Goal of the exercise:
Start with the first line of the data and end with the line that holds "Target: tree line"; write out each one exactly.

____________

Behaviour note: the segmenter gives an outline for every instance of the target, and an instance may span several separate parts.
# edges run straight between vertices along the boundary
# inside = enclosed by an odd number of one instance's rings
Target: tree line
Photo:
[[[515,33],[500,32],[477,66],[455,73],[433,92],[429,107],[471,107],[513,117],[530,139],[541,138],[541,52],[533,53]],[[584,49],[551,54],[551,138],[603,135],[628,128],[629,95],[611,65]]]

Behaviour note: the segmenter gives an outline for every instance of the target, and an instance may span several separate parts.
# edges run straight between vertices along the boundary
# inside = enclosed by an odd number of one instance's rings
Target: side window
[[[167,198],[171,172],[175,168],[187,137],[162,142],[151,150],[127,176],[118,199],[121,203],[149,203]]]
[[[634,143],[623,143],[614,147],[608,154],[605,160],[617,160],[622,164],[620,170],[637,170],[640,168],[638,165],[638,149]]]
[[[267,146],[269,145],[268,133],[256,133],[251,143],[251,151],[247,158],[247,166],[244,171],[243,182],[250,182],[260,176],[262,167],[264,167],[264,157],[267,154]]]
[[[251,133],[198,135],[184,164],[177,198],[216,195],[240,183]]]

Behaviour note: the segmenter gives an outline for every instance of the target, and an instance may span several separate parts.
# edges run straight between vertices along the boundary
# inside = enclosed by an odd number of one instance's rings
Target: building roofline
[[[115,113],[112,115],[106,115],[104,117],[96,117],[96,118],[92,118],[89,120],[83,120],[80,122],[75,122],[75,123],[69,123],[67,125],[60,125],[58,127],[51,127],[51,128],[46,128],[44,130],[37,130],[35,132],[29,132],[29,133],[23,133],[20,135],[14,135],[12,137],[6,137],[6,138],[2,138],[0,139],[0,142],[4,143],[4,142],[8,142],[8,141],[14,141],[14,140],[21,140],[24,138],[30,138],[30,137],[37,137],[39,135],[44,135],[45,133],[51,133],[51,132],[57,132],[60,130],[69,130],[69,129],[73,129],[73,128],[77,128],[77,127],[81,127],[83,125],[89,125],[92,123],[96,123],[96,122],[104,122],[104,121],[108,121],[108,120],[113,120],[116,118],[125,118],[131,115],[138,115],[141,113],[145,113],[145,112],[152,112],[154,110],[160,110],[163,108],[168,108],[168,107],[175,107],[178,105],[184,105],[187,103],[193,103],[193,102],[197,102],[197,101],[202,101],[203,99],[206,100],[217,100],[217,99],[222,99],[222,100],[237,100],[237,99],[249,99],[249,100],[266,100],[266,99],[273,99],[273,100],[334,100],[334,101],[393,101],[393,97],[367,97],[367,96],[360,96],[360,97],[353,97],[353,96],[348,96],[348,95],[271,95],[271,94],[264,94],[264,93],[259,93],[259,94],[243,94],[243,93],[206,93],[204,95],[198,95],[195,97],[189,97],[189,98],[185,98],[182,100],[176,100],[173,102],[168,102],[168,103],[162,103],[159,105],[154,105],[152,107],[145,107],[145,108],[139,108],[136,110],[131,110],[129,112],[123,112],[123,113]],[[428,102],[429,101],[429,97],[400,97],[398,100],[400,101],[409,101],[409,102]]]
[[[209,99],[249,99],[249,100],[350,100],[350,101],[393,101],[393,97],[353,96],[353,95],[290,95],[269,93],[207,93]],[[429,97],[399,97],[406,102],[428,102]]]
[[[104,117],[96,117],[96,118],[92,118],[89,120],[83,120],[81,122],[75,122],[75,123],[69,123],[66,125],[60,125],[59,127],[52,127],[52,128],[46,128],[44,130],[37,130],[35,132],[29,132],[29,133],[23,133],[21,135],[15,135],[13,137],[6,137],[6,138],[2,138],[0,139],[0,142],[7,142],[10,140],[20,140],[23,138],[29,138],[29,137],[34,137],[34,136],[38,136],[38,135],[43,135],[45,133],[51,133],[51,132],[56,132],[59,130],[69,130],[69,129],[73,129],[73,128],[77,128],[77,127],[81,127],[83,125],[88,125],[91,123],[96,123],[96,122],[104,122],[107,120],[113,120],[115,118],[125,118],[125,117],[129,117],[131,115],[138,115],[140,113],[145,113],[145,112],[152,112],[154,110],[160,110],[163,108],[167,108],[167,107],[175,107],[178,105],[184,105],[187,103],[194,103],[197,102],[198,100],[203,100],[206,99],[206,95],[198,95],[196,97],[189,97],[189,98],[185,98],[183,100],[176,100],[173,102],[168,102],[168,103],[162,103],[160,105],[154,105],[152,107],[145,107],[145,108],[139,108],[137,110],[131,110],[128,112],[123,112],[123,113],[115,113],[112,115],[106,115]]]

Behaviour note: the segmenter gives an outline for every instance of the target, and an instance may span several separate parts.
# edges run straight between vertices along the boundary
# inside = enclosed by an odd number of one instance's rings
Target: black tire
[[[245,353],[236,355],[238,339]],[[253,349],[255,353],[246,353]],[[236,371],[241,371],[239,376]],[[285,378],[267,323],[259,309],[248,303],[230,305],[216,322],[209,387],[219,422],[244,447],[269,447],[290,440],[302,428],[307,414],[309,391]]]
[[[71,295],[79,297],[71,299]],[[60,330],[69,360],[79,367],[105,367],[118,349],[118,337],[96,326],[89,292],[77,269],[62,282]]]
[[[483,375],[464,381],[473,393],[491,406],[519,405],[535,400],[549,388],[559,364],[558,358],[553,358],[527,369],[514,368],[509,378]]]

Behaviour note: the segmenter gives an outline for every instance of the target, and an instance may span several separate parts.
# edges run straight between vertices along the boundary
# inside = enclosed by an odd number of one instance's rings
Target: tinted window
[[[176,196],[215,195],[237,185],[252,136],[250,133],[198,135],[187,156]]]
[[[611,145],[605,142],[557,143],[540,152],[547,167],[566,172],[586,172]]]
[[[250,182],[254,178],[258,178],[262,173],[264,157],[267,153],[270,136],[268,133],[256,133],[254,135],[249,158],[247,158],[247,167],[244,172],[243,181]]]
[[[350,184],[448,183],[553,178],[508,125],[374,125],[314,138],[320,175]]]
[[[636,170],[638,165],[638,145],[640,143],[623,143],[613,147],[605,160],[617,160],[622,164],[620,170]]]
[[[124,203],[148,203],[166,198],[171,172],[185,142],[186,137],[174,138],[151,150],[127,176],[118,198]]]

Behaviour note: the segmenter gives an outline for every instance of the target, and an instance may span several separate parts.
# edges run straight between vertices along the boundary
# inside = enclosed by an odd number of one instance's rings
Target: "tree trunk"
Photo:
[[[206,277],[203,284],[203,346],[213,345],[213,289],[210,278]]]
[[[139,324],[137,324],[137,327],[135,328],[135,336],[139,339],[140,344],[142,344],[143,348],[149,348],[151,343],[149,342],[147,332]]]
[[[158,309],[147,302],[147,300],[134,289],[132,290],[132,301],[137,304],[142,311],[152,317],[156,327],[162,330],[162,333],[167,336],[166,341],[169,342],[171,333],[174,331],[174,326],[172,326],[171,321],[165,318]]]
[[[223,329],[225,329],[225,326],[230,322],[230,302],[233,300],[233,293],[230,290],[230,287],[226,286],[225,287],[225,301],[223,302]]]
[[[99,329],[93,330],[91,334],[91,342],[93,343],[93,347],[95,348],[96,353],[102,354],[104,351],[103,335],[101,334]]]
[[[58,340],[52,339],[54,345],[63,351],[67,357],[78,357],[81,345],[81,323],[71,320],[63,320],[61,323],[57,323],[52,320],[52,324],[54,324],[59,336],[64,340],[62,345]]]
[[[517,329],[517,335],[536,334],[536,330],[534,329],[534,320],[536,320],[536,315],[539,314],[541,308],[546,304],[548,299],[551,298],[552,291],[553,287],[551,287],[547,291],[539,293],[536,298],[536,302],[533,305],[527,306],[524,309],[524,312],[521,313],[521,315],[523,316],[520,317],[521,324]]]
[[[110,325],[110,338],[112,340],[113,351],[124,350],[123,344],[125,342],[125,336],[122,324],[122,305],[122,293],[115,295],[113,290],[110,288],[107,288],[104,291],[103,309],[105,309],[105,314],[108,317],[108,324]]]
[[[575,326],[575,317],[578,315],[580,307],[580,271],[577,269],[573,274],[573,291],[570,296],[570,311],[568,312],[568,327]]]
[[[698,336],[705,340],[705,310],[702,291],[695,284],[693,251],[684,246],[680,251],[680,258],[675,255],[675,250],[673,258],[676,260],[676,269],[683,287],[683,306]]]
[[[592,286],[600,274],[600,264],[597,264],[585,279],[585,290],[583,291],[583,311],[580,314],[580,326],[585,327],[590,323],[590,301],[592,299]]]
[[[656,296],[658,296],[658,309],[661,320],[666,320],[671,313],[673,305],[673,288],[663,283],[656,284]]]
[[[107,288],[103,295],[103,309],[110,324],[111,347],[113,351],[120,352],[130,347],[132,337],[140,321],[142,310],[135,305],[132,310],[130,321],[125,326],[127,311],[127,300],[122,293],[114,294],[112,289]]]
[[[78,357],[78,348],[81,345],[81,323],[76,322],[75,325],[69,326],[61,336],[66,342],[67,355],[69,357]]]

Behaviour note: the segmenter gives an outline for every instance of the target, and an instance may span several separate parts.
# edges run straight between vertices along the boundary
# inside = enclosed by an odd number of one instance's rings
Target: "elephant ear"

____________

Completed task:
Behaviour note: the segmenter gives an outline for every instance of the target, and an instance may span several separate parts.
# edges run straight between vertices along the boundary
# inside = enclosed by an odd number of one instance's rings
Target: tree line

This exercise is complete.